- **What to work on**: When a line in the data below includes "chair", pick it out and copy it.

- **Entries shown**:
BEGIN

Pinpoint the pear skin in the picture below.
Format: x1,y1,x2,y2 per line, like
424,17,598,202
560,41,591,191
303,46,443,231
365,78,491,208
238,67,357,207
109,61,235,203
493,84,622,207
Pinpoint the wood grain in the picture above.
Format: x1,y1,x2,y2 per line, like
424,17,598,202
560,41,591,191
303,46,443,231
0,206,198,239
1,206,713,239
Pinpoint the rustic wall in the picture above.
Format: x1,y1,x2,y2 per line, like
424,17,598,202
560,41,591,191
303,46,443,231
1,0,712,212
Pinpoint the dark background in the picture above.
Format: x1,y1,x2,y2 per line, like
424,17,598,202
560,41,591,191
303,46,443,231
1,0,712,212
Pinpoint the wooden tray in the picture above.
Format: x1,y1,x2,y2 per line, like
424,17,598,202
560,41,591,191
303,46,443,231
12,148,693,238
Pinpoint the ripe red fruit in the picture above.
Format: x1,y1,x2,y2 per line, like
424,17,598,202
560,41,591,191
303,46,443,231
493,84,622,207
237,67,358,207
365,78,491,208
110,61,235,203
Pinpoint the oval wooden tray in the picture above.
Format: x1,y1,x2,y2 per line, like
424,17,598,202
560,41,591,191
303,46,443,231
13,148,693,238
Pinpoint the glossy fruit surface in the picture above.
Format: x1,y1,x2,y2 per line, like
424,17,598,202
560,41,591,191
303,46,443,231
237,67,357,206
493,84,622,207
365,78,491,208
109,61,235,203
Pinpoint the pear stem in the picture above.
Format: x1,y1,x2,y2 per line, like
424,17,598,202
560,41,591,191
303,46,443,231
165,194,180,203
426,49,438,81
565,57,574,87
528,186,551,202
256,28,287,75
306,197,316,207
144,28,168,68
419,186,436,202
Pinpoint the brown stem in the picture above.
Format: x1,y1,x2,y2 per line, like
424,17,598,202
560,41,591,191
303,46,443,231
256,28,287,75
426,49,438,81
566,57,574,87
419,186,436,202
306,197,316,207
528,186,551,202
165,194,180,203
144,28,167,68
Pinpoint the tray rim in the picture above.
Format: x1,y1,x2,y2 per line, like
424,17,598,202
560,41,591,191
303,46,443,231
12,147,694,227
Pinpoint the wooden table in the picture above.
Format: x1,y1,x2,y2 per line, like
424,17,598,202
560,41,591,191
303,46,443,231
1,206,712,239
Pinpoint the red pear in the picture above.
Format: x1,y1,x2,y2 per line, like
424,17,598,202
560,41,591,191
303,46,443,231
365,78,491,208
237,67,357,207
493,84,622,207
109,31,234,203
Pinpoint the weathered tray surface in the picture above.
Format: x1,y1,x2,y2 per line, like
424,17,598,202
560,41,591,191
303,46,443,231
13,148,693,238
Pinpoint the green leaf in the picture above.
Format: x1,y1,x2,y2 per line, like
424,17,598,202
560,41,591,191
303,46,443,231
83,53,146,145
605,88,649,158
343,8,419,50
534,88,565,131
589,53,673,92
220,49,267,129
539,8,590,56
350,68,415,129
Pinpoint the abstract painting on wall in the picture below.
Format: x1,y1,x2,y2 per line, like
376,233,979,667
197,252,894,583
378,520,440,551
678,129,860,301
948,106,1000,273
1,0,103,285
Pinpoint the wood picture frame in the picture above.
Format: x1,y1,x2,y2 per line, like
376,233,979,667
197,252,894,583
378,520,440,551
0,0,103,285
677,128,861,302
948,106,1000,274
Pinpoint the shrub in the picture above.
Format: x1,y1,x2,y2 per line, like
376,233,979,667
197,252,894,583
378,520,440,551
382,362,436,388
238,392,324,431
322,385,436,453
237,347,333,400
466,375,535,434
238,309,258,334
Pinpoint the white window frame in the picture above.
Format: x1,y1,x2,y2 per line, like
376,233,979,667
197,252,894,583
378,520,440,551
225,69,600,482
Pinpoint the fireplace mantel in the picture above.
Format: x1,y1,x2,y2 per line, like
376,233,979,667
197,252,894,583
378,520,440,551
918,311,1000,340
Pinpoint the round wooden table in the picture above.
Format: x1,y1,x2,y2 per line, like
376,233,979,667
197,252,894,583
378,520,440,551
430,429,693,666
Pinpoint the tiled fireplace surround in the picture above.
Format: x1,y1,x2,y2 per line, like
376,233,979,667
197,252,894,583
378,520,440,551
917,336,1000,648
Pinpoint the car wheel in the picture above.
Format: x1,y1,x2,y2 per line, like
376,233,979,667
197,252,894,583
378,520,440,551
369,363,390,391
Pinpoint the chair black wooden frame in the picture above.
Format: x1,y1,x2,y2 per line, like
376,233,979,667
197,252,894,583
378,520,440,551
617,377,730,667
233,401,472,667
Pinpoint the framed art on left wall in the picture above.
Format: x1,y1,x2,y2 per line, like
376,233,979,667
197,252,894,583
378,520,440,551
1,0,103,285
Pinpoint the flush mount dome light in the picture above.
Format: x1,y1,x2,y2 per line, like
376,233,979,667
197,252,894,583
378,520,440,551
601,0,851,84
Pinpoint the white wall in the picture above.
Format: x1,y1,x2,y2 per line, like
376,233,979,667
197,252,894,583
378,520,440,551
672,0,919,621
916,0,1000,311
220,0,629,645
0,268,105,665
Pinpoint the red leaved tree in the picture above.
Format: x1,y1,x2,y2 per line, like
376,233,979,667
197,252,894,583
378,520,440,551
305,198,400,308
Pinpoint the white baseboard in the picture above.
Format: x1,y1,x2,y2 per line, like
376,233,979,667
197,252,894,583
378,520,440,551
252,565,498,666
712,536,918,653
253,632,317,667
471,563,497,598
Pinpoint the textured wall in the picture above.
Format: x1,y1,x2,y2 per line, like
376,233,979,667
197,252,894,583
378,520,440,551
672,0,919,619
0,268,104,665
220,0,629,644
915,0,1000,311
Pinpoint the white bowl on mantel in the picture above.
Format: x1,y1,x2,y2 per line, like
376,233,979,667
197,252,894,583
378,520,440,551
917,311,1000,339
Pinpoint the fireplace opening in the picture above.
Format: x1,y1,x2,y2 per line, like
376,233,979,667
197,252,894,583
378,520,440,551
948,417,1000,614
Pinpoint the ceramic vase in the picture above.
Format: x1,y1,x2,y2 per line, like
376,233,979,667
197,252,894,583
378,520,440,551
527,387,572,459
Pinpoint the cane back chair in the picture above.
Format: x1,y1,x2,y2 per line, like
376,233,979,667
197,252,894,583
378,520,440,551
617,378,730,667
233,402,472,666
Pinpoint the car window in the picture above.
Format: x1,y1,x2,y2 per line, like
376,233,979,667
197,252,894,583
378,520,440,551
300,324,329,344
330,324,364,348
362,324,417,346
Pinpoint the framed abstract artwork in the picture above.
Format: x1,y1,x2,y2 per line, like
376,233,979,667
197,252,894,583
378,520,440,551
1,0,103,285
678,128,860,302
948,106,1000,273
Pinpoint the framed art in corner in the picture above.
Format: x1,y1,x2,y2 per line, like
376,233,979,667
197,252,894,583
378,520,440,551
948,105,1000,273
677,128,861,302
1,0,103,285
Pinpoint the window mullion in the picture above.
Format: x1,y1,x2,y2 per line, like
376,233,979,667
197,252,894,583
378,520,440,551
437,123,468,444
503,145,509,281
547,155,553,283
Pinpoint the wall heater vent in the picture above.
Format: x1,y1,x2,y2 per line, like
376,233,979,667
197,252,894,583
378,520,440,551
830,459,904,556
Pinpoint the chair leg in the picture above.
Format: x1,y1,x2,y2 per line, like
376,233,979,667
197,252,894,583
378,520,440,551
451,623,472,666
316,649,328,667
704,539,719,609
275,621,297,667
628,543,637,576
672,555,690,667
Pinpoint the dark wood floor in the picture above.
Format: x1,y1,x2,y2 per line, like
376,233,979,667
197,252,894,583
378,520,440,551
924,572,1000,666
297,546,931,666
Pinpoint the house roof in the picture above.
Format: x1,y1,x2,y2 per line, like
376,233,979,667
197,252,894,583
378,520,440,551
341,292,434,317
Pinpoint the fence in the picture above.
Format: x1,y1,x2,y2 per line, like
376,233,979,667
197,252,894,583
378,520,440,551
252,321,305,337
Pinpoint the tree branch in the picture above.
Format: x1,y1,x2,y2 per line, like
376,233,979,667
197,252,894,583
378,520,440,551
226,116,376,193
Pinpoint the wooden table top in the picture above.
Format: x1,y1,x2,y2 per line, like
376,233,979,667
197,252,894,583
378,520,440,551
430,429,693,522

END

- **Task response**:
Pinpoint the chair black wooden frame in the picture above.
Pinpoint the cane back chair in the picture above.
Pinpoint the chair leg in the picture above.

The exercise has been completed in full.